**STATED EXERCISE**
Output every line of the listing below as a numbered list, skipping blank lines and omitting the pictures.

**DATA FOR PROCESSING**
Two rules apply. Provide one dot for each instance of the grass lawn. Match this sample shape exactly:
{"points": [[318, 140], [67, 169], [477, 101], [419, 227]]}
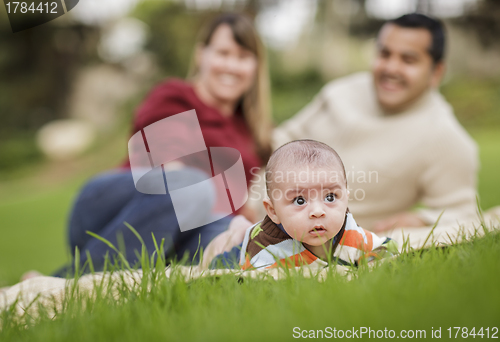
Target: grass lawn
{"points": [[439, 290], [457, 287]]}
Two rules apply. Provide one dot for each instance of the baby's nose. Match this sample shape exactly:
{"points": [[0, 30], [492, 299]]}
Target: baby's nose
{"points": [[317, 211]]}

**THE REPLY**
1. Two rules apply. Provide one dot for each instance of the grass lawn. Match this sample shape exactly:
2. {"points": [[318, 140], [67, 169], [477, 101], [419, 227]]}
3. Target: grass lawn
4. {"points": [[439, 290], [457, 287]]}
5. Two rules apply. Provide one dot for each instance of the baby's nose. Match this sample shape exactly:
6. {"points": [[0, 30], [492, 299]]}
7. Target: baby's nose
8. {"points": [[317, 211]]}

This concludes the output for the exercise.